--- START OF Provided passage ---

# Advanced Topics in Computational Social Choice 2021
# Code Presented in Lectures 1 and 2
# Ulle Endriss, October 2021
# http://www.illc.uva.nl/~ulle/teaching/advanced-comsoc-2021/

# Documentation: Please refer to the slide sets on the course website.

from pylgl import solve, itersolve
from math import factorial
from itertools import permutations

# Basics: Voters, Alternatives, Profiles

n = 2
m = 3

def allVoters():
    return range(n)

def allAlternatives():
    return range(m)

def allProfiles():
    return range(factorial(m) ** n)

# Preferences

def preference(i, r):
    base = factorial(m)
    return ( r % (base ** (i+1)) ) // (base ** i)

def preflist(i, r):
    preflists = list(permutations(allAlternatives()))
    return preflists[preference(i,r)]

def prefers(i, x, y, r):
    mylist =  preflist(i, r) 
    return mylist.index(x) < mylist.index(y)

def top(i, x, r):
    mylist =  preflist(i, r) 
    return mylist.index(x) == 0

# Restricting the Range of Quantification

def alternatives(condition):
    return [x for x in allAlternatives() if condition(x)]

def voters(condition):
    return [i for i in allVoters() if condition(i)]

def profiles(condition):
    return [r for r in allProfiles() if condition(r)]

# Literals

def posLiteral(r, x):
    return r * m + x + 1

def negLiteral(r,x):
    return (-1) * posLiteral(r, x)

# Modelling Social Choice Functions

def cnfAtLeastOne():
    cnf = []
    for r in allProfiles():
        cnf.append([posLiteral(r,x) for x in allAlternatives()])
    return cnf    

# Resoluteness

def cnfResolute():
    cnf = []
    for r in allProfiles():
        for x in allAlternatives():
            for y in alternatives(lambda y : x < y):
                cnf.append([negLiteral(r,x), negLiteral(r,y)])
    return cnf            

# Surjectivity

def cnfSurjective():
    cnf = []
    for x in allAlternatives():
        cnf.append([posLiteral(r,x) for r in allProfiles()])
    return cnf    

# Strategyproofness

def iVariants(i, r1, r2):
    return all(preference(j,r1) == preference(j,r2)
               for j in voters(lambda j : j!=i))

--- END OF Provided passage ---

Instruction A:
Copy the passage of the social choice code that begins at the words "from pylgl import" and ends after the words "return range(n)".

--- START OF Exercise input ---

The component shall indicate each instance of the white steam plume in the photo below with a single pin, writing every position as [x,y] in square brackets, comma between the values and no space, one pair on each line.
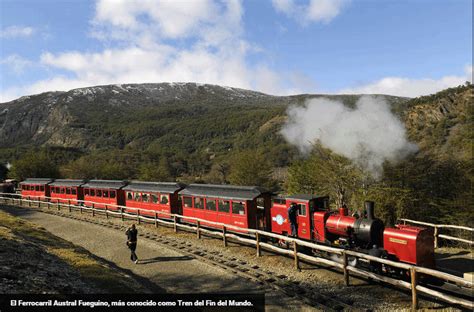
[369,134]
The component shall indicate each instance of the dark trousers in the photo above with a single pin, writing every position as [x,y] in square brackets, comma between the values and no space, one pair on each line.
[133,255]
[294,229]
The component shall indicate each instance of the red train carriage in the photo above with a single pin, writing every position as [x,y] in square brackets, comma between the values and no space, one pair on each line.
[410,244]
[242,206]
[307,206]
[104,192]
[66,191]
[35,188]
[153,196]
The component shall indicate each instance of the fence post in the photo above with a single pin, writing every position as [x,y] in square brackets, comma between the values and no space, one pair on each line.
[295,251]
[346,272]
[257,238]
[224,238]
[198,232]
[414,296]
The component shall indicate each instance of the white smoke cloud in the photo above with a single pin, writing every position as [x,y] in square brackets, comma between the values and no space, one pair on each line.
[369,134]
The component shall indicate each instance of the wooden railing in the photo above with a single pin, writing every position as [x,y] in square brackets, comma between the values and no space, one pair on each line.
[254,238]
[437,228]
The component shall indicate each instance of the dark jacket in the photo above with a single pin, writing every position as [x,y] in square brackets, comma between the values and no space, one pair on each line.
[132,235]
[292,213]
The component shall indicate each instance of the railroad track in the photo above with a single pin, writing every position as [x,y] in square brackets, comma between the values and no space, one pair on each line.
[265,279]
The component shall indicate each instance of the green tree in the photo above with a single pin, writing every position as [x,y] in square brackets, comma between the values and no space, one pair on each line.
[3,171]
[34,164]
[251,168]
[156,171]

--- END OF Exercise input ---

Instruction B:
Scale the records from the line that contains "The component shall indicate each instance of the dark jacket" through the end of the records. Rewrite every line in that span, requests included, with each coordinate in the answers multiplied by 1.55 and rounded to a whole number, halves rounded up, and give only those lines.

Complete answer A:
from pylgl import solve, itersolve
from math import factorial
from itertools import permutations

# Basics: Voters, Alternatives, Profiles

n = 2
m = 3

def allVoters():
    return range(n)

Complete answer B:
The component shall indicate each instance of the dark jacket in the photo above with a single pin, writing every position as [x,y] in square brackets, comma between the values and no space, one pair on each line.
[205,364]
[453,330]
The component shall indicate each instance of the railroad track in the photo above with a single pin, writing every position as [x,y] in square brackets, comma between the values and no space, one pair on each line.
[411,432]
The component shall indicate each instance of the green tree in the photo above with a single pin, writing every position as [x,y] in square brackets, comma between the values and no space, one pair on each line.
[5,265]
[53,254]
[389,260]
[242,265]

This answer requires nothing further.